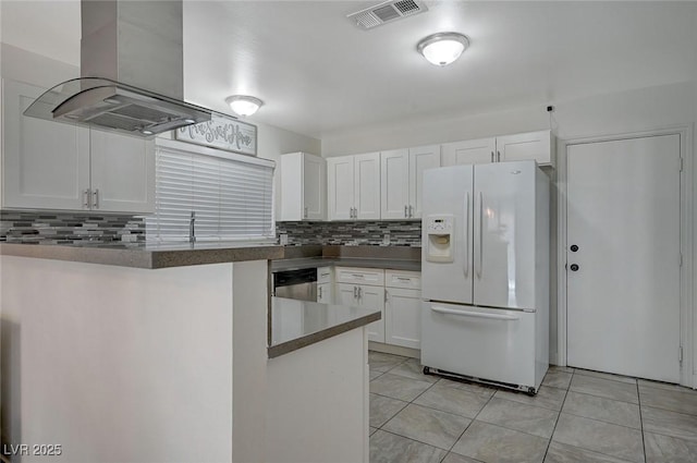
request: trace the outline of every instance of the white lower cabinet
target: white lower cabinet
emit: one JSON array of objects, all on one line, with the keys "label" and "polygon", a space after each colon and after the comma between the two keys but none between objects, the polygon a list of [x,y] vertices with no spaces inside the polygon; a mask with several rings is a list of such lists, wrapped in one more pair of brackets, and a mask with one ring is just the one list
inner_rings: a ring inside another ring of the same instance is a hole
[{"label": "white lower cabinet", "polygon": [[421,349],[421,292],[384,289],[384,342]]},{"label": "white lower cabinet", "polygon": [[379,309],[368,339],[404,348],[421,345],[421,273],[418,271],[337,267],[337,304]]},{"label": "white lower cabinet", "polygon": [[421,349],[421,273],[384,271],[384,342]]},{"label": "white lower cabinet", "polygon": [[334,301],[334,292],[331,283],[317,284],[317,302],[322,304],[332,304]]},{"label": "white lower cabinet", "polygon": [[339,283],[337,303],[380,310],[381,318],[368,325],[368,340],[384,342],[384,288],[367,284]]}]

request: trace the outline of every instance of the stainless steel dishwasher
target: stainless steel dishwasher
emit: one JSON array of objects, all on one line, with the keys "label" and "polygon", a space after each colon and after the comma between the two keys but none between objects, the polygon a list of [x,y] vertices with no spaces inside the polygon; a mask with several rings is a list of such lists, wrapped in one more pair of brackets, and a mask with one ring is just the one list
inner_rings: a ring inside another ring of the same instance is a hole
[{"label": "stainless steel dishwasher", "polygon": [[274,271],[273,295],[317,302],[317,269]]}]

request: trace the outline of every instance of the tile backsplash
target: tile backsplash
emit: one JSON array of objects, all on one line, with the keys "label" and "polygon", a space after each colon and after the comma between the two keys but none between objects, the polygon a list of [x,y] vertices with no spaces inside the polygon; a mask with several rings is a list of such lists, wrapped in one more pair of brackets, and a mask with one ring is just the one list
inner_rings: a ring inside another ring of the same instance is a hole
[{"label": "tile backsplash", "polygon": [[[289,245],[420,246],[420,221],[277,222]],[[386,237],[386,234],[389,236]]]},{"label": "tile backsplash", "polygon": [[145,241],[142,217],[0,210],[0,242],[73,244]]}]

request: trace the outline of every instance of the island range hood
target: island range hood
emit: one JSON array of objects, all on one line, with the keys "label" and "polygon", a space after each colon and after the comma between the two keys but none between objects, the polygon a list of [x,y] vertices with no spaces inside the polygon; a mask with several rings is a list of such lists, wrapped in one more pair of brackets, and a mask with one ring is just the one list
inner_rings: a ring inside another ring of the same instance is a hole
[{"label": "island range hood", "polygon": [[210,120],[211,110],[183,100],[181,0],[83,0],[81,11],[81,77],[25,115],[144,138]]}]

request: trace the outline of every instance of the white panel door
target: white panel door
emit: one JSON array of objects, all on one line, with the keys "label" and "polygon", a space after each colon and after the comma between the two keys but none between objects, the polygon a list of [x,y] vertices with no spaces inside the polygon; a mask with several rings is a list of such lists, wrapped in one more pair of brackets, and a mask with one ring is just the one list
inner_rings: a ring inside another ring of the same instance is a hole
[{"label": "white panel door", "polygon": [[327,159],[327,206],[329,220],[350,220],[354,207],[354,159]]},{"label": "white panel door", "polygon": [[475,166],[474,302],[535,306],[534,161]]},{"label": "white panel door", "polygon": [[494,161],[496,138],[468,139],[441,145],[443,167],[479,165]]},{"label": "white panel door", "polygon": [[568,365],[680,381],[678,166],[678,135],[568,146]]},{"label": "white panel door", "polygon": [[420,218],[424,209],[424,171],[440,167],[440,145],[409,148],[409,217]]},{"label": "white panel door", "polygon": [[380,154],[356,155],[354,207],[358,219],[380,218]]},{"label": "white panel door", "polygon": [[303,218],[325,218],[325,160],[317,156],[303,155]]},{"label": "white panel door", "polygon": [[[421,227],[421,291],[426,300],[472,304],[473,290],[473,166],[431,169],[424,173],[424,227]],[[453,217],[452,261],[431,261],[433,244],[426,223],[431,218]]]},{"label": "white panel door", "polygon": [[89,131],[23,115],[44,92],[2,81],[2,206],[88,209]]},{"label": "white panel door", "polygon": [[93,209],[155,211],[155,142],[90,130]]},{"label": "white panel door", "polygon": [[384,293],[384,342],[421,349],[421,292],[387,288]]},{"label": "white panel door", "polygon": [[393,149],[380,153],[380,217],[408,218],[409,151]]},{"label": "white panel door", "polygon": [[366,326],[368,340],[384,342],[384,288],[358,287],[358,304],[360,307],[380,310],[380,319]]},{"label": "white panel door", "polygon": [[536,160],[540,165],[551,163],[551,131],[539,131],[497,137],[497,160]]}]

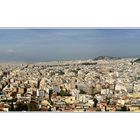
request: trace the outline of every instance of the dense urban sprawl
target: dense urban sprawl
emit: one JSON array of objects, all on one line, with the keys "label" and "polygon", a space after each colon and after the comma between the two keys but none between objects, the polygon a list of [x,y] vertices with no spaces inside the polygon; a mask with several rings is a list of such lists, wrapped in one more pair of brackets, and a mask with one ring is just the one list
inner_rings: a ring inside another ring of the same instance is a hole
[{"label": "dense urban sprawl", "polygon": [[140,63],[1,63],[0,111],[140,112]]}]

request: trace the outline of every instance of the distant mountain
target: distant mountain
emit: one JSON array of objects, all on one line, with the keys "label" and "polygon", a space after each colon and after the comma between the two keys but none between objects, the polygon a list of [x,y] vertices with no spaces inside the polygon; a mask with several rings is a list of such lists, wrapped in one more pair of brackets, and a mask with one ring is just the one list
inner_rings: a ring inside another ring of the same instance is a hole
[{"label": "distant mountain", "polygon": [[98,56],[94,60],[118,60],[120,57],[112,57],[112,56]]}]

* * * *

The entries above should be reproduced exactly, without their pictures.

request: trace the outline of every instance of the white lower cabinet
target: white lower cabinet
emit: one JSON array of objects, all on one line, with the keys "label" and "polygon", a space after each colon and after the comma between the two keys but none between objects, the polygon a list of [x,y] vertices with no spaces inside the polygon; a mask with several rings is a list of such lists, wrapped in one more pair of brackets, and a mask with one ring is just the one list
inner_rings: a ring inside another ring of the same instance is a hole
[{"label": "white lower cabinet", "polygon": [[421,349],[421,292],[384,289],[384,342]]},{"label": "white lower cabinet", "polygon": [[379,309],[368,339],[404,348],[421,345],[421,273],[418,271],[337,267],[337,304]]},{"label": "white lower cabinet", "polygon": [[421,349],[421,273],[384,271],[384,342]]},{"label": "white lower cabinet", "polygon": [[334,301],[334,292],[331,283],[317,284],[317,302],[322,304],[332,304]]},{"label": "white lower cabinet", "polygon": [[339,283],[337,303],[380,310],[381,318],[368,325],[368,340],[384,342],[384,288],[367,284]]}]

request: trace the outline of every instance of the stainless steel dishwasher
target: stainless steel dishwasher
emit: one JSON array of objects, all on one line, with the keys "label" and "polygon", a space after each colon and after the comma between the two keys but none between objects, the polygon a list of [x,y] vertices with no spaces inside the polygon; a mask with several rings is a list of such lists, wrapped in one more pair of brackets, and a mask with one ring is just the one list
inner_rings: a ring inside another ring of the same instance is a hole
[{"label": "stainless steel dishwasher", "polygon": [[274,271],[273,295],[317,302],[317,269]]}]

request: trace the outline of every instance of the tile backsplash
target: tile backsplash
emit: one JSON array of objects, all on one line, with the keys "label" and "polygon", a space after each colon and after the comma between the two keys but none between objects, the polygon a list of [x,y] vertices with no spaces inside the polygon; a mask with several rings is a list of such lists, wrapped in one more pair of brackets, and a mask with one ring is just the one list
inner_rings: a ring inside another ring of the same instance is a hole
[{"label": "tile backsplash", "polygon": [[[289,245],[420,246],[420,221],[277,222]],[[386,237],[386,234],[389,236]]]},{"label": "tile backsplash", "polygon": [[145,241],[142,217],[0,210],[0,242],[73,244]]}]

request: trace the outline of every instance of the island range hood
target: island range hood
emit: one JSON array of objects, all on one line, with the keys "label" and "polygon", a space after each colon and after the comma between the two keys but none between objects, the polygon a list of [x,y] vertices with no spaces inside the polygon; a mask with several rings is a list of such lists, wrapped in one more pair of brackets, and a mask with one ring is just the one list
inner_rings: a ring inside another ring of the same instance is a hole
[{"label": "island range hood", "polygon": [[210,120],[211,110],[183,100],[181,0],[83,0],[81,11],[81,77],[25,115],[144,138]]}]

request: trace the outline of every instance of the white panel door
target: white panel door
emit: one JSON array of objects, all on one line, with the keys "label" and "polygon", a space after each colon and after the comma between the two keys but none between objects, the polygon a list of [x,y] vertices with no spaces inside the polygon; a mask with several rings is a list of such lists, wrapped in one more pair of brackets, and a mask with one ring is just the one list
inner_rings: a ring inside another ring of the same instance is a hole
[{"label": "white panel door", "polygon": [[327,159],[327,206],[329,220],[350,220],[354,207],[354,159]]},{"label": "white panel door", "polygon": [[475,166],[474,302],[535,306],[534,161]]},{"label": "white panel door", "polygon": [[494,161],[496,138],[468,139],[441,145],[443,167],[479,165]]},{"label": "white panel door", "polygon": [[568,365],[680,381],[678,166],[678,135],[568,146]]},{"label": "white panel door", "polygon": [[420,218],[424,209],[424,171],[440,167],[440,145],[409,148],[409,217]]},{"label": "white panel door", "polygon": [[380,154],[356,155],[354,207],[358,219],[380,218]]},{"label": "white panel door", "polygon": [[303,218],[325,218],[325,160],[317,156],[303,155]]},{"label": "white panel door", "polygon": [[[421,227],[421,291],[426,300],[472,304],[473,290],[473,166],[431,169],[424,173],[424,227]],[[453,217],[452,261],[431,261],[433,244],[426,223],[431,218]]]},{"label": "white panel door", "polygon": [[89,131],[23,115],[44,92],[2,81],[2,206],[88,209]]},{"label": "white panel door", "polygon": [[93,209],[155,211],[155,142],[90,130]]},{"label": "white panel door", "polygon": [[384,293],[384,342],[421,349],[421,292],[387,288]]},{"label": "white panel door", "polygon": [[393,149],[380,153],[380,217],[408,218],[409,151]]},{"label": "white panel door", "polygon": [[366,326],[368,340],[384,342],[384,288],[358,287],[358,304],[360,307],[380,310],[380,319]]},{"label": "white panel door", "polygon": [[536,160],[540,165],[551,163],[551,131],[539,131],[497,137],[497,160]]}]

request: trace the outline of every instance of the dense urban sprawl
target: dense urban sprawl
emit: one JSON array of objects, all on one line, with the keys "label" and "polygon", a space after each colon and after the comma between the two keys but none between objects, the polygon a list of [x,y] vertices with no spaces inside the polygon; a mask with several rings is a list of such lists, wrapped in one more pair of brackets, and a mask with one ring is just the one list
inner_rings: a ring inside another ring of the same instance is a hole
[{"label": "dense urban sprawl", "polygon": [[140,63],[1,63],[0,111],[140,112]]}]

request: trace the outline of every instance of the distant mountain
target: distant mountain
emit: one JSON array of objects, all on one line, with the keys "label" and "polygon", a space after each colon and after the comma between the two keys but none between objects, the polygon a list of [x,y] vertices with no spaces inside the polygon; a mask with several rings is a list of such lists, wrapped in one more pair of brackets, and a mask with one ring is just the one list
inner_rings: a ring inside another ring of the same instance is a hole
[{"label": "distant mountain", "polygon": [[98,56],[94,60],[118,60],[120,57],[112,57],[112,56]]}]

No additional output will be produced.